» YOUR TASK
Find every line in the entries below that contains the word "separated", and copy each of those lines. Case counts.

» AVAILABLE RECORDS

-- BEGIN --

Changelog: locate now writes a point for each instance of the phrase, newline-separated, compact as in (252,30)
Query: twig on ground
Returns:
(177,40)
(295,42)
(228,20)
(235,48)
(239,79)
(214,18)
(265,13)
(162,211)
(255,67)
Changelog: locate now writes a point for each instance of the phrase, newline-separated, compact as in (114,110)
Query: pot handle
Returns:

-- END --
-- BEGIN --

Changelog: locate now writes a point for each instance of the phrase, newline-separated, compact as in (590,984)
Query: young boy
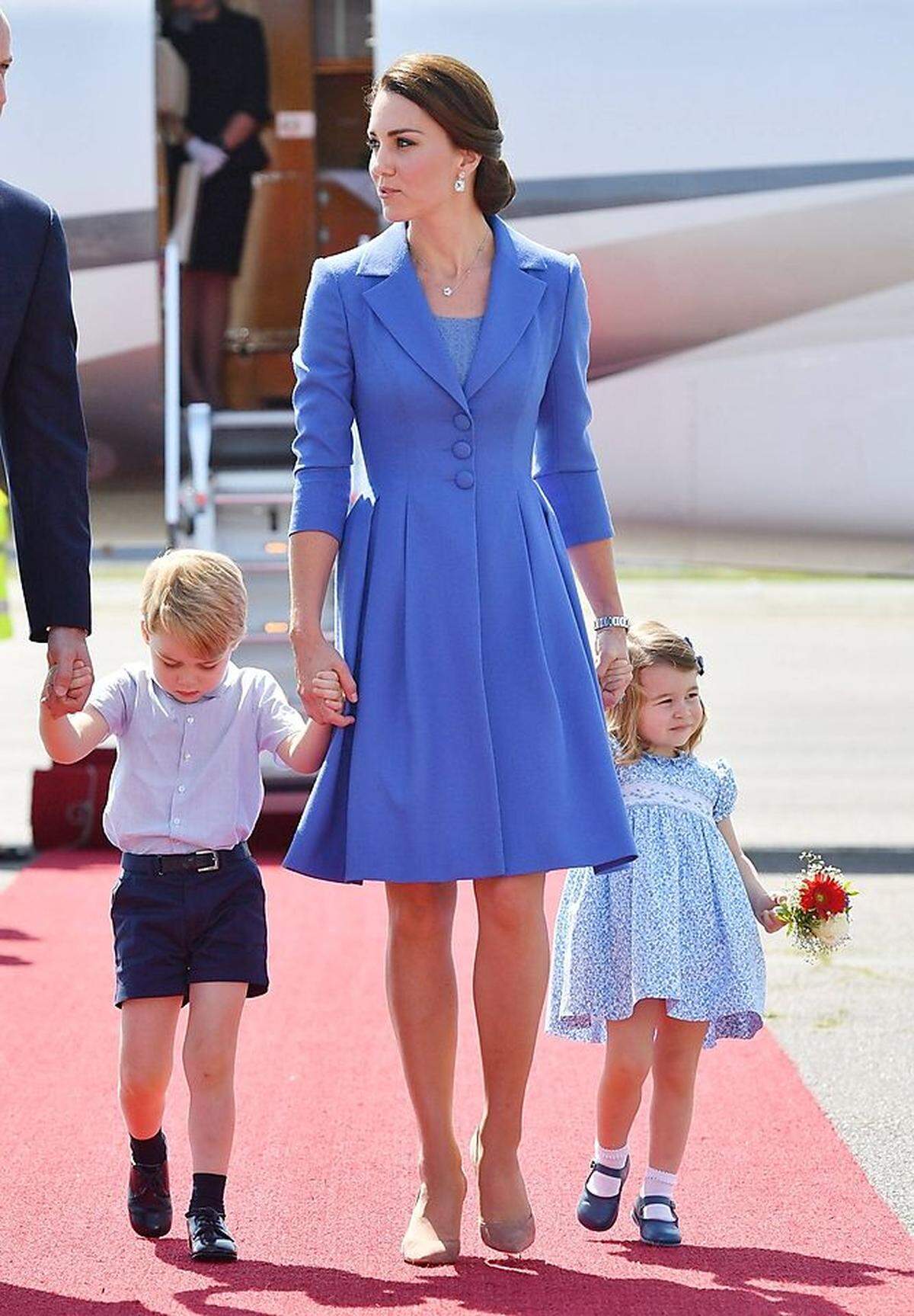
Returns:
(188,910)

-- END --

» REPLY
Changelog: locate now writes a point for each instance of the phrase, newline-separated, compact as in (252,30)
Changelog: locate now writes a point for each instance of the phrase, newline-separated, compact as in (114,110)
Changelog: locate now writes a point for each instance of the phrase, newline-separated, compact as in (590,984)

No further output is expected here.